Prompt:
Please state how many lines in the records that follow include "woman", with no other output.

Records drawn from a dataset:
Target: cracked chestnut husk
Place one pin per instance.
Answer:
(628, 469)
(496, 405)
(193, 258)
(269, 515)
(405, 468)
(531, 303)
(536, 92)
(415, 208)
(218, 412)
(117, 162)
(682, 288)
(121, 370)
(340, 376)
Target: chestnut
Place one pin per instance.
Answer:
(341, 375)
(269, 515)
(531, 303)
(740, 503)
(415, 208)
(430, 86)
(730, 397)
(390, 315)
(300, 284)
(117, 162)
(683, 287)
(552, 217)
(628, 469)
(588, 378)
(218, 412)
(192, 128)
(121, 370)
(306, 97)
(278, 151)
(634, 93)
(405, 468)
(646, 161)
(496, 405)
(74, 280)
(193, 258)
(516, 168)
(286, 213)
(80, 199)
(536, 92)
...
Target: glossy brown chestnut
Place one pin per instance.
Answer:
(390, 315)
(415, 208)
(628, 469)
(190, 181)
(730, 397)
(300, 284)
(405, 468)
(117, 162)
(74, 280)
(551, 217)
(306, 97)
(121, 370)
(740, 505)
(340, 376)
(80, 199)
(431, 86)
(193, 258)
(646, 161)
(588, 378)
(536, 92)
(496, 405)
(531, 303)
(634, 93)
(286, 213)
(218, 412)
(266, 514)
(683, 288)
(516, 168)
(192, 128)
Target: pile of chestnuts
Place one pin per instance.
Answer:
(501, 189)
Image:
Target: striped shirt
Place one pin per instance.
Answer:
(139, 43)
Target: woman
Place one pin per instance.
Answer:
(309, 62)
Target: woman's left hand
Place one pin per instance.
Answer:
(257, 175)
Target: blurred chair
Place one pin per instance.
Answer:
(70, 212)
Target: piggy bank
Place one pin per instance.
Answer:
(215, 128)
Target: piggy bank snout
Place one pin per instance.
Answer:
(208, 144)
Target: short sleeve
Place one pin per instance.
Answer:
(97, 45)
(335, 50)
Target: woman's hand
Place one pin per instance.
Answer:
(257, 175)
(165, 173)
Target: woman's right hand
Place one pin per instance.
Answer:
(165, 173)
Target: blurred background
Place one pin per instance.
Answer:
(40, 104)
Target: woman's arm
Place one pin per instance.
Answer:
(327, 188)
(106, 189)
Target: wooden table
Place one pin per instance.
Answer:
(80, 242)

Response box:
5